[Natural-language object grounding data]
==*==
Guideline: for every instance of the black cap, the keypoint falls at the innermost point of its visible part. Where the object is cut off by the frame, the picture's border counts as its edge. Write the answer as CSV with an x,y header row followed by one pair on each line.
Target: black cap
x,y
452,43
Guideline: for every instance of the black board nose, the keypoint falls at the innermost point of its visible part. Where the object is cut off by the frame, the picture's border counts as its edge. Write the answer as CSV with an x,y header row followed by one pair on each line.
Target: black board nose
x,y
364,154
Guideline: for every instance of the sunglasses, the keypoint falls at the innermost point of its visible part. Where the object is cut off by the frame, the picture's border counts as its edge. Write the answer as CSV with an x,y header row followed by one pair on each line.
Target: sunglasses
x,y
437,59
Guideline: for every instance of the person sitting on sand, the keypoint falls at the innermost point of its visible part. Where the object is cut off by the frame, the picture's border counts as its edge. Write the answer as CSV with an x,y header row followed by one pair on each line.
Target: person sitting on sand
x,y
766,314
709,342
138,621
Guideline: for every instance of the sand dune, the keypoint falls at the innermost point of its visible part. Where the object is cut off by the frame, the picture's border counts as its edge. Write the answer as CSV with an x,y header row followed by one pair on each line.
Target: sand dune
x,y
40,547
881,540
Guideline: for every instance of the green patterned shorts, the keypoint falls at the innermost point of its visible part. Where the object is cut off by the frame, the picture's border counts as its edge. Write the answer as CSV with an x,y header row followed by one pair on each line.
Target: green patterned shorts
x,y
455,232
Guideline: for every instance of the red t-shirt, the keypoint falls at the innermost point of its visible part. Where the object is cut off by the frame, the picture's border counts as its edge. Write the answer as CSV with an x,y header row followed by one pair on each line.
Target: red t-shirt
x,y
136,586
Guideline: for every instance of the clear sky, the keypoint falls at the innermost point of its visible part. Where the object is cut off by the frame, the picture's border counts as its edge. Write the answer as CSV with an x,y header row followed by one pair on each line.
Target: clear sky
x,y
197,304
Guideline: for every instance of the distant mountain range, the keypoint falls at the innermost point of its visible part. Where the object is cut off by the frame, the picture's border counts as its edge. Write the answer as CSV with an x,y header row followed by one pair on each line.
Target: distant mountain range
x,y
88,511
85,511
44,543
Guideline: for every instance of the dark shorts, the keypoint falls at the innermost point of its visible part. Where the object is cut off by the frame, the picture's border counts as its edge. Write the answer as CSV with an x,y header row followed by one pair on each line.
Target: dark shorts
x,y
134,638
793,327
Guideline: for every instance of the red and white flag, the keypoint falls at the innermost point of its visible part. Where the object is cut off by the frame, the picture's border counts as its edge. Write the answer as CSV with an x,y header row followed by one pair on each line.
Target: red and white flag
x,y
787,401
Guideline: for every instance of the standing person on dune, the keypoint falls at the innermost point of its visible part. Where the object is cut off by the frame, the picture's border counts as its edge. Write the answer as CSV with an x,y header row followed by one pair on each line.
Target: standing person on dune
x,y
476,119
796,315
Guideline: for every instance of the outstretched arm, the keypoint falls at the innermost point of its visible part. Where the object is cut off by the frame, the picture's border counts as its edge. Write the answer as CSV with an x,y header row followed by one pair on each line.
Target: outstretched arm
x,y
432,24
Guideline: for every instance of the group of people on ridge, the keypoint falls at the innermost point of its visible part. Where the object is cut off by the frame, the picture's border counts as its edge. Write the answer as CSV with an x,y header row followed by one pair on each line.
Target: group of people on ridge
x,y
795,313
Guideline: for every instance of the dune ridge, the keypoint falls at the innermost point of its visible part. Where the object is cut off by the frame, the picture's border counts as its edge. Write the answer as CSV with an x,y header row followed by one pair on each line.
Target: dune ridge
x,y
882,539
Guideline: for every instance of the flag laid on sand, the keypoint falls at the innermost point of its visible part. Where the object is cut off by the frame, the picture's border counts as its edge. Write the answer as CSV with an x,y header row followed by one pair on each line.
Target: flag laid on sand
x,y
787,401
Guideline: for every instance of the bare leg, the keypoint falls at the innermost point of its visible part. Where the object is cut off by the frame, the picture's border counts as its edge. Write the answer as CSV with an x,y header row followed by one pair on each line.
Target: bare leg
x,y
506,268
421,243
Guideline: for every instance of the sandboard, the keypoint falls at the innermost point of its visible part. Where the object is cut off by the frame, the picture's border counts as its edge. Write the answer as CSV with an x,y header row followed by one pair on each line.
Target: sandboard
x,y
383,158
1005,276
==*==
§ WHAT THE TASK ASKS
The answer must be the data above, repeated exactly as it stands.

§ OUTPUT FOR THIS TASK
Guideline: for every instance of the black cap, the keypoint falls at the innermost point of its visible part. Where the object is cut off by the frame, the picture's border counts as its edge. Write the answer as CSV with an x,y header row followed by one pair on each line.
Target: black cap
x,y
452,43
Guideline: for every instance of the black board nose, the keypoint falls at the innermost point of its visible part. Where the object is cut off by the frame, the picture's border counts as its edge. Write the answer as CSV with an x,y header row followed by one pair on each line.
Target: black board nose
x,y
364,154
Guideline: for every instance of the sunglasses, the keypoint falls at the innermost point of its visible part. Where the object is cut off by the frame, the picture's border counts as its edge. Write the answer as CSV with an x,y header row followed by one pair on each line.
Target: sunglasses
x,y
437,59
Guideline: for every instance of the person sitting on sand, the keypoint falls at the innermost point of its visible part. Where the object is cut off by the frame, the picture's border counts as its edge. Write the answer as CSV with an x,y header row followed by one pair on each line.
Target: person sitting on sand
x,y
766,314
709,342
138,621
Guideline: for every instance of the sand dune, the keypoint falls at the innermost point of its visible part. Where the object is cut off by the frame, the picture's border counts as its edge. Write the answer as CSV with an x,y header row followed by one pair on each line.
Target: sand dune
x,y
40,547
881,540
Guideline: for every instance of the green patterned shorts, the keypoint falls at the innermost point of its visible part. Where the object is cut off by the frame, the picture's border counts as its edge. Write the answer as CSV with an x,y header row followed by one pair on each line.
Target: green patterned shorts
x,y
455,232
Guideline: for every instance of the red t-shirt, the keypoint falls at the innermost point of its visible part. Where the object is cut off by the frame, the picture's border counts as its edge. Write the answer as CSV with an x,y header row followed by one pair on each line.
Target: red t-shirt
x,y
136,586
Guideline: for every instance of the clear sky, the keypoint falls at the innermost point of its visible part. Where the object is cut off by the frame, the picture's border counts as its edge. Write the answer as CSV with an x,y header row followed by one pair on each line.
Target: clear sky
x,y
197,304
Guideline: for every instance of the distant mountain range, the keypoint falls at the innermost point of its visible part. Where the object is cut off by the frame, the picture's border counts as its edge. Write the answer as CSV with an x,y header row followed by one pair on each line.
Target: distant mountain range
x,y
88,511
85,511
44,543
Guideline: for every instance of the dark shorts, the keypoint falls at the innermost point of its visible part. Where the object is cut off by the frame, the picture's border counts as its edge. Write the answer as CSV with an x,y header row followed by one pair on each line.
Target: dark shorts
x,y
134,638
793,327
Guideline: for every instance of the red and white flag, the keypoint falls at the innermost point of its visible part. Where the object is cut off by the frame, the picture's border counts as its edge. Write the answer as CSV with an x,y header row followed by one pair on each line.
Target: red and white flag
x,y
787,401
Guideline: for every instance of the standing person on dune, the keypoint falls at the innermost point of its visible part. Where the object is cut off by the frame, the picture's border counts as its edge. Write the answer as CSV with an x,y header row followed by one pair on each line.
Target: standing person on dune
x,y
476,119
796,315
Guideline: for every instance of the outstretched arm, the keypoint falls at the innermost point of its visible part. Where the object is cut off by the frame, the picture's border counts as its edge. Write the answer as CSV with an x,y header row followed by one pair on each line.
Target: outstretched arm
x,y
432,24
Guideline: for every instance of the group of people on ridge, the keypoint falls at the innermost point of its visible part. Where the object is cut off by the frame, the picture's border counts as its edge. Write the answer as CSV with an x,y header row followed by one pair on each line.
Target: group of people on ridge
x,y
795,313
Guideline: for every instance of the dune ridge, the keypoint falls at the innermost point of its visible part. Where the object is cut off by the frame, the picture's border counts as its edge. Write the answer as CSV with an x,y header row followed by one pair on each line.
Target: dune ridge
x,y
882,539
Guideline: for every instance of the flag laid on sand, the keypoint falls at the innermost point of its visible part. Where the object is cut off by the frame, the picture's border counts as its edge. Write the answer as CSV with an x,y header row followed by one pair on each line.
Target: flag laid on sand
x,y
787,401
Guideline: for every instance of the bare leg, the keypoint falls at the innermost point of its visible part. Where the object is cut off by the frame, the picture's border counts as its edge. Write the answer as CSV with an x,y header row followed by one pair on each line.
Target: bare leg
x,y
506,268
421,243
Guideline: for every instance of the sandboard, the keypoint falls at the innermost point of its visible part. Where the object is cut off by the frame, the picture's border counts as its edge. Write the answer as CSV with an x,y header row followed by one pair on each line.
Target: sandboard
x,y
383,158
1005,276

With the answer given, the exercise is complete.